EXERCISE DETAILS
Go through the items that follow and copy out every line that contains the word "Above".

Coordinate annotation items
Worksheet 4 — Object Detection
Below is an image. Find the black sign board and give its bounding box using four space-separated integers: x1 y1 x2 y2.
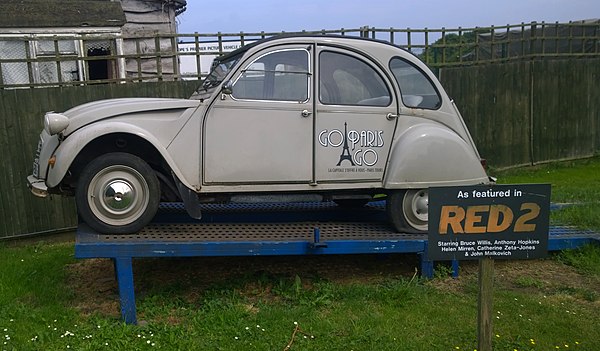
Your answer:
429 184 550 261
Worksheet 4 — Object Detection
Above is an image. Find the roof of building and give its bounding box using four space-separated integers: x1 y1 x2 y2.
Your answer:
0 0 125 28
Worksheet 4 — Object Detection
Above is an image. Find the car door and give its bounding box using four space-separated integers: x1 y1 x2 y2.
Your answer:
315 46 398 183
203 45 314 184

EXERCISE OUTPUT
Above is an image. Find the roof of building and give its bounding box using four space-separated integers: x1 y1 x2 y2.
Above is an image. Find the car door and give its bounding box using four space-separated integers: x1 y1 x2 y2.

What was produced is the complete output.